━━━━━ RECORDS PROVIDED ━━━━━

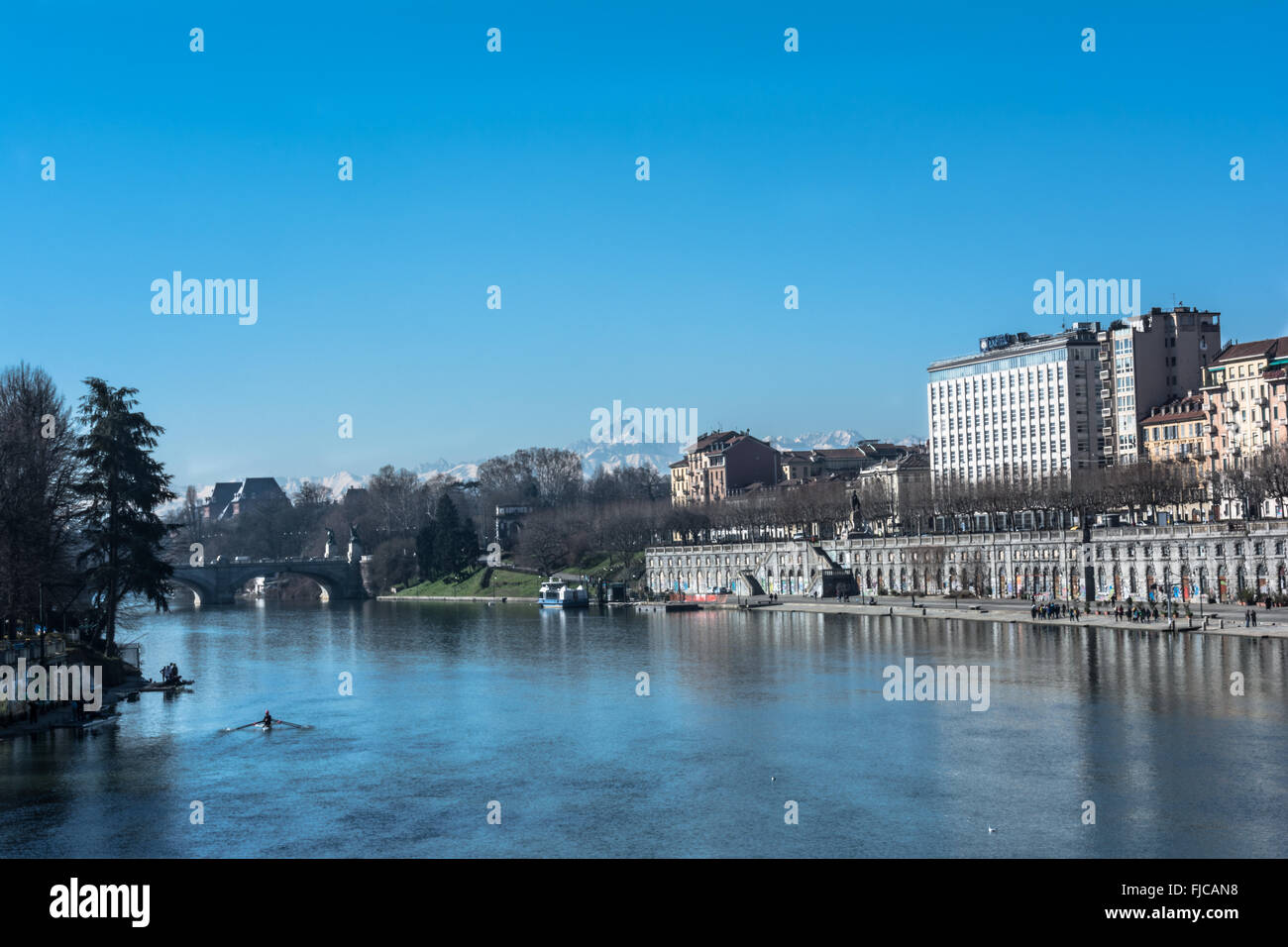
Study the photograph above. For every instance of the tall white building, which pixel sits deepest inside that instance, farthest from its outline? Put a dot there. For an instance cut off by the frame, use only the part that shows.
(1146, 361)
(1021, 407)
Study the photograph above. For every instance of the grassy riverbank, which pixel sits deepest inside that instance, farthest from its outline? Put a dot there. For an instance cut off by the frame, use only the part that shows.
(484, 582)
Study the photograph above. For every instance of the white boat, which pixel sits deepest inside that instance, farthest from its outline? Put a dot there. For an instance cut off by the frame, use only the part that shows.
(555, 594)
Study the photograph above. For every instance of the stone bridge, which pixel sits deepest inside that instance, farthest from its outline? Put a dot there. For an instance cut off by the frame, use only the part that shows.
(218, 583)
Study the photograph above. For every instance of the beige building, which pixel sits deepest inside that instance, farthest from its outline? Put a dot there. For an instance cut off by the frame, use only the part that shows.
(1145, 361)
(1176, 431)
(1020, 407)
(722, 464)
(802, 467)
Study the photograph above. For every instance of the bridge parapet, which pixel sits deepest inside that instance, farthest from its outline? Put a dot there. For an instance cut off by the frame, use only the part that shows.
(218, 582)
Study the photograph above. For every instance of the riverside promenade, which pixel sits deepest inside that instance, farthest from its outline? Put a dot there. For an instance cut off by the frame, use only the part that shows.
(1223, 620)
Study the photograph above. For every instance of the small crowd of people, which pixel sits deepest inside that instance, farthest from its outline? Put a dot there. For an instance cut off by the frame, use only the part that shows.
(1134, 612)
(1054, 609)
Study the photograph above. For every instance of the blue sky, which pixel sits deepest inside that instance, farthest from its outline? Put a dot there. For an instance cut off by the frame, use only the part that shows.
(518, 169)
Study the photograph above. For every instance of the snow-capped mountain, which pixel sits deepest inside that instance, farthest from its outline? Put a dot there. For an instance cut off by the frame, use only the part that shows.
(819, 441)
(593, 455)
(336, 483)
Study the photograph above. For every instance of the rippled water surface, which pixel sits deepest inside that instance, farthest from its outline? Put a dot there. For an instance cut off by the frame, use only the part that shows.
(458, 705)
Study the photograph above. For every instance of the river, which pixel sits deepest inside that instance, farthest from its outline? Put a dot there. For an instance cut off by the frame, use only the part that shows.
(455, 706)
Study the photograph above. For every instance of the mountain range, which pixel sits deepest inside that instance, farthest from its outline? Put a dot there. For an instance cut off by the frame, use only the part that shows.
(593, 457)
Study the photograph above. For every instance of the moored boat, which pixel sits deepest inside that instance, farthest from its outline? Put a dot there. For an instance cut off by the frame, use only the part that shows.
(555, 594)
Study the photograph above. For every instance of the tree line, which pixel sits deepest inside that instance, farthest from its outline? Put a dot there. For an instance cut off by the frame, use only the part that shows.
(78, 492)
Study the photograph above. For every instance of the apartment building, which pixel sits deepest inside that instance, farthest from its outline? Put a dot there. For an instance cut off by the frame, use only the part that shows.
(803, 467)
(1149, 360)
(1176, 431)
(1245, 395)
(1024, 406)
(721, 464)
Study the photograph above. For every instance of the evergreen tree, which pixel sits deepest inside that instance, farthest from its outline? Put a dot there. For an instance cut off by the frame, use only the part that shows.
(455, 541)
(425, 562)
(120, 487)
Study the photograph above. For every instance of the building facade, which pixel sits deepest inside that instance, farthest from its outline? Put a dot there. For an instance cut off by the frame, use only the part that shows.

━━━━━

● **WORK TASK**: Restate the material word for word; no picture should appear in the copy.

● **REPLY**:
Study the photograph above. For every instance of the tall white building, which pixel sits deepest inside that instance, farthest from its outline? Put a dot there. For an instance cut off by the frame, use only the part that shows.
(1146, 361)
(1021, 407)
Study the photograph above. For every instance of the grassy riverbank, which pixel sits deepest inside that instance, farthest from its outline? Put a dot there. For an instance cut off by the frame, use only the part that shows.
(484, 582)
Study the photograph above. For every instance of the white boat, which pixel sits deepest inside that instance, farthest from its outline? Put a dot there. For an instance cut off by the frame, use only the part that shows.
(555, 594)
Study the photograph above. For every instance of the stone bridge, which pixel sits deepest inside that instance, farthest from its outline? Put a dot there. For an instance cut off by the frame, use only the part that shows.
(218, 583)
Study the photograph above. For every instance of the beige building, which pixel sits deepest inside that instance, farthest from its outline? Put a dot there. For an instance cut off by the frame, use only the part that shows.
(1145, 361)
(1176, 431)
(1020, 407)
(722, 464)
(802, 467)
Study the photograph above. For every instance of the bridge parapet, which pixel sits deepest inside that instance, farthest from its outline? Put a dot there. For an instance cut off by the frame, use only the part that shows.
(218, 582)
Study the photograph above. For every instance of the riverside promenade, which pixel sits deepest inside that instance, farthest from its outline? Put a dot there. For an instance cut off by the frame, use only the part that shows.
(1223, 620)
Study the photograph above. For every instance of the small crowd of people, which pixel sits deepest inside that instance, farthest from its outline? Put a dot there. For an instance cut off by the frame, use only the part that shows.
(1134, 612)
(1054, 609)
Study the photograph above. For every instance of the blue sky, which pixel sits deepest inside that instance, farthest from its outline? Put a dot there. For an instance cut off by the frame, use only the part that shows.
(518, 169)
Study the photograph above. For every instance of the snow-capped mountain, which pixel sits deepest inside that instance, farthest from its outline? Put a dot there. For an instance cut off by the frame, use only the part that shows.
(819, 441)
(593, 455)
(336, 483)
Study the photograph above. For every instance of the rippled water surface, which pixel sits deepest inside that instance, farthest from its outline? Put a dot there. For an instance cut off by the frame, use only the part that shows.
(458, 705)
Study the photograph above. For every instance of the river, which pixel sits deepest inside that instance, farthest from its outline? Put a dot there. For an instance cut off by the frame, use only the part that shows.
(455, 706)
Study the photograph above. For every instance of the mountain range, which pixel sits deepest inside that instance, farthest from its outline? Put a dot there. For an instance cut off by the frame, use only the part that shows.
(593, 457)
Study the photograph above. For every instance of the moored boat, which pixel sits deepest inside that instance, farthest from its outline? Put a dot there. For an instance cut off by the frame, use only the part that shows.
(555, 594)
Study the photograph above. For every instance of the tree line, which pixel sits deepest inside that instance, farthest from its outline? Put a dot there. For an instance cut off by the frame, use only the part that shows.
(78, 492)
Study the photograph above. For every instance of the apartment building, which pixel sits deepest inside that instance, farthest from its outline? Put a dot there. For an instance cut off by the frame, use only the part that shows.
(803, 467)
(1149, 360)
(1176, 431)
(1245, 395)
(1024, 406)
(721, 464)
Study the photograph above. For every instance of the evergreen tree, which pixel sits deepest inside that instance, farthest from its outline? Put a dot there. For an instance cut off by the frame, use only the part that shows.
(455, 541)
(425, 562)
(120, 487)
Study the photograph above. For every instance of the building facade, which pixel sits deepest inside that instance, farthest from its outline? Put a dot there. For an instance cut off by the frame, use only the part that shows.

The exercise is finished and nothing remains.